*TASK REQUIREMENTS:*
Reproduce each of the lines below verbatim, without any change.

====

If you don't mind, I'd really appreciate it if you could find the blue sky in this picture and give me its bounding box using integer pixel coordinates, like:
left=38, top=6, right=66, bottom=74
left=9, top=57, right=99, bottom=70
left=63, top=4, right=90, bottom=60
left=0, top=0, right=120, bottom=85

====

*CORRECT OUTPUT:*
If you don't mind, I'd really appreciate it if you could find the blue sky in this picture and give me its bounding box using integer pixel coordinates, like:
left=38, top=6, right=66, bottom=74
left=9, top=57, right=99, bottom=70
left=63, top=4, right=90, bottom=60
left=0, top=0, right=120, bottom=85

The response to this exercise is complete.